Problem to work on:
Could you continue the article on Yale's Planetary Solutions Project, picking up after its last sentence?

Extract:
┌──

Mark Cheung

More than a year after its establishment, Yale’s Planetary Solutions Project hopes to leverage the University’s research and teaching to help Yale realize its goal of zero actual carbon emissions by 2050. 

In Dec. 2020, Yale announced its Planetary Solutions Project, with a University-wide symposium that took place in the same month. The Project aims to connect various academic departments at the University; connect the University with other research centers and translate scientific, engineering and economic knowledge into practical and effective policies. The Planetary Solutions Project has not released specific goals, nor has it released any reports on the status of its aim to “expand research and teaching … to develop solutions that match the scale and complexity of the climate crisis.” But several centers and researchers affiliated with the Project spoke to how they see their research aligning with it.

└──

Pointing records:

┌──

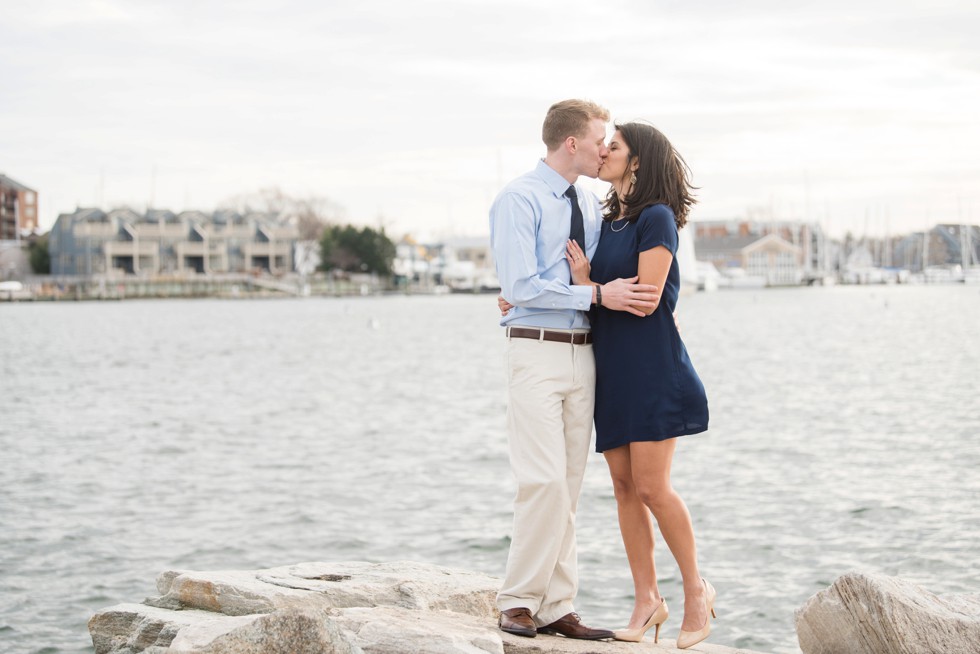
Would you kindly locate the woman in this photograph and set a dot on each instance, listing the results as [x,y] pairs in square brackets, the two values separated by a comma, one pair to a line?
[647,391]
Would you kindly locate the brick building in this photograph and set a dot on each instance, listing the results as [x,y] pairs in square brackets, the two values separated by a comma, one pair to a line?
[18,209]
[160,242]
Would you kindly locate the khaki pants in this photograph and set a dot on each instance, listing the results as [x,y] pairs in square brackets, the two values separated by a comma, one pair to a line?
[549,421]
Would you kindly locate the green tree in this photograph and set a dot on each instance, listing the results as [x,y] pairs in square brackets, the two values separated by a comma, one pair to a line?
[39,255]
[356,250]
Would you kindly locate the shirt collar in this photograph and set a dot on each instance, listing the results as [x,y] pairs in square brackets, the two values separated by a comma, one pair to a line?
[555,182]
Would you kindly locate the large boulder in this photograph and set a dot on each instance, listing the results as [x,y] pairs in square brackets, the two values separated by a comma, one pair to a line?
[865,614]
[334,608]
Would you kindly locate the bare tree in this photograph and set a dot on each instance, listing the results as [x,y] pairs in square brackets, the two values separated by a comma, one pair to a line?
[310,215]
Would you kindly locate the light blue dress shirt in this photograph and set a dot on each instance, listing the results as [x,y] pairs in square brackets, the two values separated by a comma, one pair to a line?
[529,224]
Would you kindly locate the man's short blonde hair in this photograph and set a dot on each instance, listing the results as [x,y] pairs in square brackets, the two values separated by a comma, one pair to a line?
[569,118]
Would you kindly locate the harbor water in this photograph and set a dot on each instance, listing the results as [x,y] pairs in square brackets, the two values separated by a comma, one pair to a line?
[142,436]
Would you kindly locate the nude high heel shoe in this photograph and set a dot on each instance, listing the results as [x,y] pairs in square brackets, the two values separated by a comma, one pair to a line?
[686,639]
[636,635]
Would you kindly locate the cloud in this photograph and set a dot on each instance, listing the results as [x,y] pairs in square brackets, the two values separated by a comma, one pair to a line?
[420,111]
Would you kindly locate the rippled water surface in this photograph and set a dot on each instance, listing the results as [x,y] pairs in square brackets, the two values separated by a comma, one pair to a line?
[137,437]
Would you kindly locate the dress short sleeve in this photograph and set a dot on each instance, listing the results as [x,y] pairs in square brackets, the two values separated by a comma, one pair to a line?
[656,226]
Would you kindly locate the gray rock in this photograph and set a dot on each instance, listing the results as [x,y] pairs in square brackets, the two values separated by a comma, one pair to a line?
[864,614]
[340,608]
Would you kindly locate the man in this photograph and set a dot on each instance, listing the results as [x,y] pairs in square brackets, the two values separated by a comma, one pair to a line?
[551,369]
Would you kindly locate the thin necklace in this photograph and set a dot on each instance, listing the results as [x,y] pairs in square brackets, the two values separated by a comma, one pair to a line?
[625,225]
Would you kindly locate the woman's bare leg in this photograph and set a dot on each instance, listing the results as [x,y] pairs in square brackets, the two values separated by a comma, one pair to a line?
[650,462]
[636,526]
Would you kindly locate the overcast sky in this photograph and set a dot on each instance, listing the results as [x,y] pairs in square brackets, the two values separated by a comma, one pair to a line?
[862,116]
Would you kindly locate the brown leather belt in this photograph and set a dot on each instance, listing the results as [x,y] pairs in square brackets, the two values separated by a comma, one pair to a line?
[574,338]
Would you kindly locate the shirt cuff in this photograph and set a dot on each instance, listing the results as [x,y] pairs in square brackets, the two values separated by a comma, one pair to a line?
[583,297]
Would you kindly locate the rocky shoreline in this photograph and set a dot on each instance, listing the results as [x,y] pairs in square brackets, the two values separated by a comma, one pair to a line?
[415,608]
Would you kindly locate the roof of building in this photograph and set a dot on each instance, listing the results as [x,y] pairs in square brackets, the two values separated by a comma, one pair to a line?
[10,183]
[725,243]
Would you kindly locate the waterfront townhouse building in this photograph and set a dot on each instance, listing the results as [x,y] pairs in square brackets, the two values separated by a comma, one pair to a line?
[942,246]
[160,242]
[770,259]
[18,209]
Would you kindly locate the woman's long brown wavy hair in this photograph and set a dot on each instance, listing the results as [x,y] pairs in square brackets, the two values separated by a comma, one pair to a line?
[663,177]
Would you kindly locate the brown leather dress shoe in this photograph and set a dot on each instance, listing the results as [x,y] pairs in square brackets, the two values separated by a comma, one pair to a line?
[570,626]
[518,621]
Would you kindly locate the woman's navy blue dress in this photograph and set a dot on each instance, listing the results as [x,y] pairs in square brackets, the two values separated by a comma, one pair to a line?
[646,387]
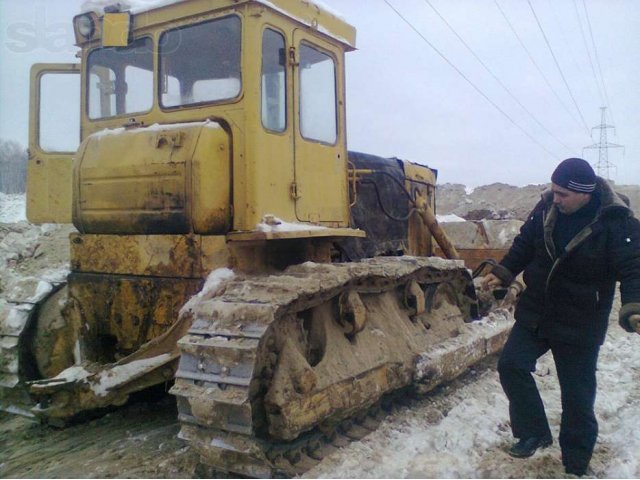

└──

The answer:
“This is about big ideas,” Yale Provost Scott Strobel said during the December 2020 symposium that coincided with the announcement of the project. “Big ideas related to big problems for which we’re still trying to define the parameters. Big problems that need solutions. I’m convinced that in order to do this, we need to bring the full weight, breadth and attention of the entire university to bear on these problems.”

In March 2021, the Project announced a $100 million gift from FedEx to establish the Center for Natural Carbon Capture in order to develop natural solutions for reducing atmospheric carbon. In January 2022, the Project announced a $15 million Climate Impact Innovation Fund to support Yale faculty’s early-stage research on solutions related to climate change, environmental health, biodiversity loss and environmental justice. The Project has not yet announced who will receive this funding for innovative research.

Specifically, the Planetary Solutions Project identified the need for Yale to contribute to negative emissions through carbon capture and storage programs.

Yuan Yao, ​​an assistant professor of industrial ecology and sustainable systems at the Yale School of the Environment, has been working on models to compare the efficiency, economic feasibility and environmental impacts of different carbon removal strategies. The particular carbon capture solutions she has been investigating use wood materials and biomass.

“Such quantification is very important for scaling up these strategies in environmentally beneficial and economically attractive ways,” Yao wrote in an email to the News.

The Planetary Solutions Project also considers research into methods to capture, convert and store renewable energy.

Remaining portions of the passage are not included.